## DATA FOR THE TASK
------------------------

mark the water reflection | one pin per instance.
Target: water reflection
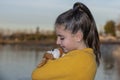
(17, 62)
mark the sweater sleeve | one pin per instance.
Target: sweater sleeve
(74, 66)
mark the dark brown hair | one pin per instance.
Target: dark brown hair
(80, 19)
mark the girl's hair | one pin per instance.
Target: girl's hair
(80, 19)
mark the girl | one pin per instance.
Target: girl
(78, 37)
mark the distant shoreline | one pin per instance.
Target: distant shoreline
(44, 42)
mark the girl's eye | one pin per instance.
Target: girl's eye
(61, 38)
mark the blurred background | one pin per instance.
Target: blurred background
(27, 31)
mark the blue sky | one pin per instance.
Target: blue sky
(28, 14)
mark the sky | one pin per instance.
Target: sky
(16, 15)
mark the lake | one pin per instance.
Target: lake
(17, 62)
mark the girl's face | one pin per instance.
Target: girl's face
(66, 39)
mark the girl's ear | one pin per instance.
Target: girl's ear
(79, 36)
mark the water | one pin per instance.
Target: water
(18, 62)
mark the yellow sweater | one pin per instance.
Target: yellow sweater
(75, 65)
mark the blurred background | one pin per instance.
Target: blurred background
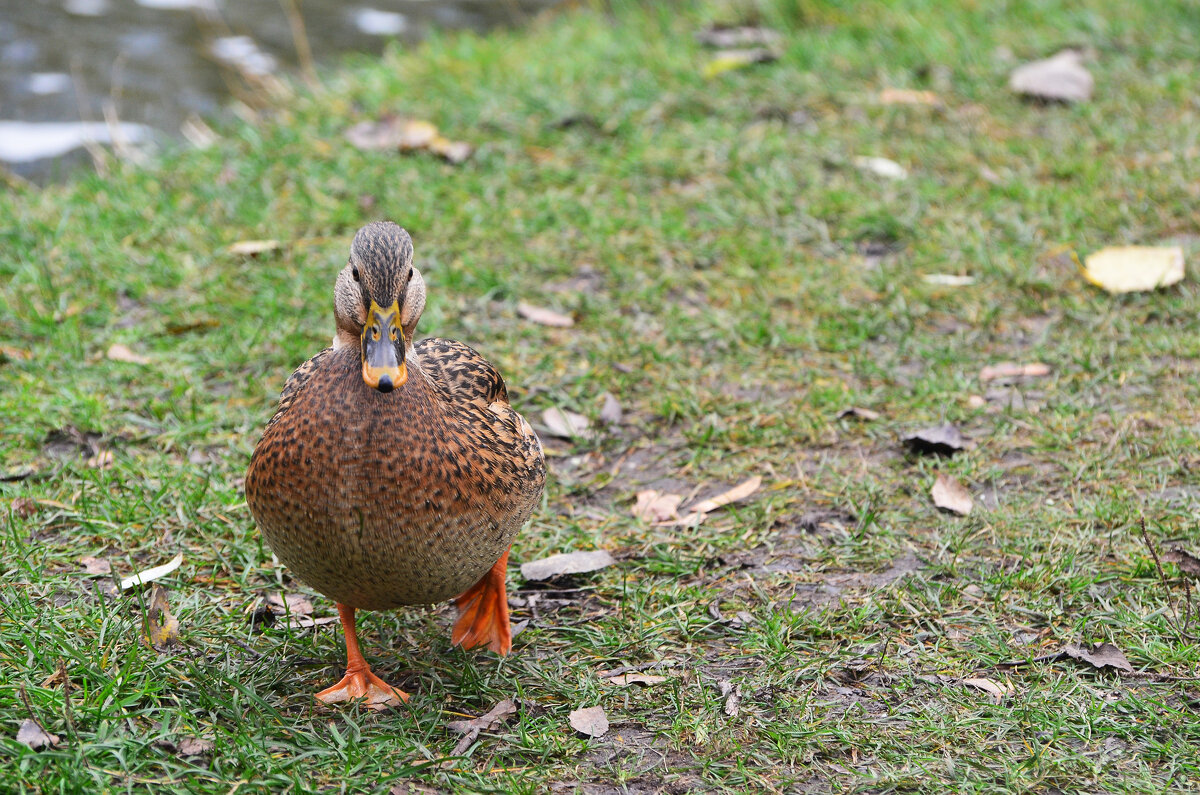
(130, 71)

------------------------

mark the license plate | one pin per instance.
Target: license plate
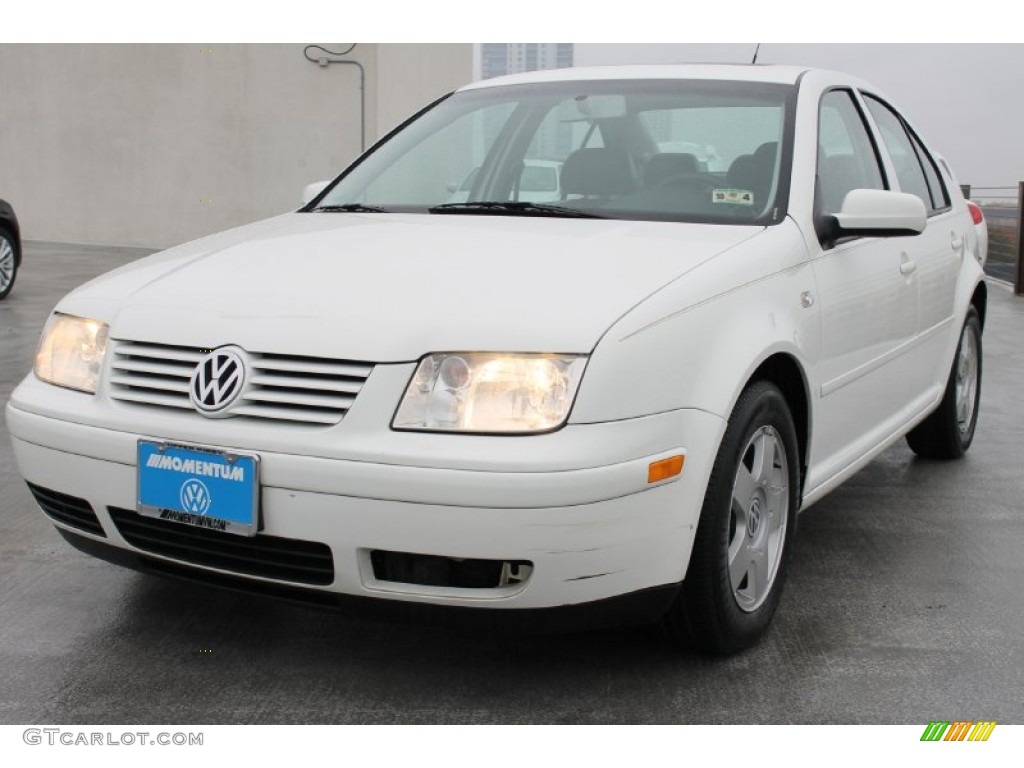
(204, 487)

------------------------

## EXERCISE
Gather every line of the records above that contains the string "face". Letter case counts when matching.

## REPLY TO THE TASK
mark the girl's face | one pin per instance.
Target: girl's face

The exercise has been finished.